No es raro que la barca de Pedro sea zarandeada por las olas. Incluso ha habido momentos en que parecía precipitarse al mar. Sin embargo, siempre se han cumplido aquellas palabras de Jesús: «Simón, Simón, mira que Satanás os ha reclamado para cribaros como trigo. Pero yo he rezado por ti para que no falle tu fe» (Lc 22,31-32a). Así ocurre también en estos días, donde los escándalos del pasado todavía resuenan y son acompañados por los recios vientos del Camino Sinodal Alemán. En pocas palabras, se avecina un nuevo cisma.
Nadie duda de que la Iglesia, en cuanto asamblea de fieles dirigida por el clero, puede cometer errores en sus actividades cotidianas. Asimismo, nadie esta exento de equivocarse a la hora de emitir una opinión o proponer una postura determinada. Tampoco estamos a salvo del pecado, pues la santidad de la Iglesia proviene de Dios mismo y no del conjunto de sus fieles. Por tanto, la Iglesia, atendiendo solo a su faceta humana, puede hacer el mal consciente e inconscientemente.

#### [Tarea a realizar]
Responde estas preguntas a partir del texto sobre la Iglesia:
1. ¿Qué referencia bíblica acompaña a las palabras de Jesús citadas?
2. ¿Qué acompaña a los escándalos del pasado que todavía resuenan?
3. ¿De dónde proviene la santidad de la Iglesia?
El material no guarda ninguna relación con el texto sobre la Iglesia.

#### [Extractos de registros]
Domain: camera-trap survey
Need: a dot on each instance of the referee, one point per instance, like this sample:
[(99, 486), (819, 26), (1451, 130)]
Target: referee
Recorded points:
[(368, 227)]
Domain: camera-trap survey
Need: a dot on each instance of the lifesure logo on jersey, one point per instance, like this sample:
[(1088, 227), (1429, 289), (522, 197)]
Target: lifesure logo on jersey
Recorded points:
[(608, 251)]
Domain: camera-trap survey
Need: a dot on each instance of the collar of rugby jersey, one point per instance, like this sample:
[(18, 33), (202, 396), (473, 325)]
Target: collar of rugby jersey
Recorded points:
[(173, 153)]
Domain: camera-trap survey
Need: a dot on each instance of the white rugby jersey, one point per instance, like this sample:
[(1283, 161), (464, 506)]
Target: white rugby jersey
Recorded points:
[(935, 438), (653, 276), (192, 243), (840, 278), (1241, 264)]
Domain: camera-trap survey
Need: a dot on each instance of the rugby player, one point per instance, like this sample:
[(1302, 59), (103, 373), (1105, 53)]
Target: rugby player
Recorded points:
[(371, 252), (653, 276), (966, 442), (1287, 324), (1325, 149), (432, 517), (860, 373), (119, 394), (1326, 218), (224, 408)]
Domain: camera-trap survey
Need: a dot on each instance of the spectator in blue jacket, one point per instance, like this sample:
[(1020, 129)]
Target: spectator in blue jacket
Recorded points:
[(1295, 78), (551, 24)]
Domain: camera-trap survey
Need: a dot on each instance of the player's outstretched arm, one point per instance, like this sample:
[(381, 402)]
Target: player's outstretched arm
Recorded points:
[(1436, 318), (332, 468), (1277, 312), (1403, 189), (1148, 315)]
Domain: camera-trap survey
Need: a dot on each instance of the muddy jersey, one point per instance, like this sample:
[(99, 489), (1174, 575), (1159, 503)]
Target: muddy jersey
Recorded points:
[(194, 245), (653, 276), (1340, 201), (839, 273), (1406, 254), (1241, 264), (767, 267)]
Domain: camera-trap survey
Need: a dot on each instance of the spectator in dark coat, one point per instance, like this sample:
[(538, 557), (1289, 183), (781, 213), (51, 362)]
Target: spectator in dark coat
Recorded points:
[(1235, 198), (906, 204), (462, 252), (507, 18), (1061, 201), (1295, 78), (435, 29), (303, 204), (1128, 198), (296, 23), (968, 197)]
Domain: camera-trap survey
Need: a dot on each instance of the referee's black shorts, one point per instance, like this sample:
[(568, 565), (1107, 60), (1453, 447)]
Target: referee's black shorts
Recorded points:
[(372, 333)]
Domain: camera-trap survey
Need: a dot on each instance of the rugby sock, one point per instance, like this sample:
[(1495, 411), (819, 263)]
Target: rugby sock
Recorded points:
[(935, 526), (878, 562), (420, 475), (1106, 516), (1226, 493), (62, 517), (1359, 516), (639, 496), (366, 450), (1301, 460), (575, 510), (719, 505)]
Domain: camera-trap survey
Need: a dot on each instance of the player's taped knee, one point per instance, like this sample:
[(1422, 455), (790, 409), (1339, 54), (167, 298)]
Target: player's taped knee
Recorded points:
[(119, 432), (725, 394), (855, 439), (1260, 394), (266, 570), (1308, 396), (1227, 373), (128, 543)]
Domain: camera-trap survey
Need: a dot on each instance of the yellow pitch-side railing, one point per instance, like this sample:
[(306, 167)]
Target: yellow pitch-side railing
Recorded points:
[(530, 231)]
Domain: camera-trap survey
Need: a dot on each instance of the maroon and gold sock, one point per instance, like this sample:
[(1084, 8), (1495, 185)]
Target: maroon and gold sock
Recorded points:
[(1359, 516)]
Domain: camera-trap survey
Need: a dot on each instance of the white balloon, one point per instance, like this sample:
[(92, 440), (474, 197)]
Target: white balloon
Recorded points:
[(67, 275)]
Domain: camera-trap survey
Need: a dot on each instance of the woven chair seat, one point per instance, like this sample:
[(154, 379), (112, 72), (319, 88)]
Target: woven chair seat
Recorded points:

#### [Respuesta a continuación]
1. Lc 22,31-32a.
2. Los recios vientos del Camino Sinodal Alemán.
3. De Dios mismo, no del conjunto de sus fieles.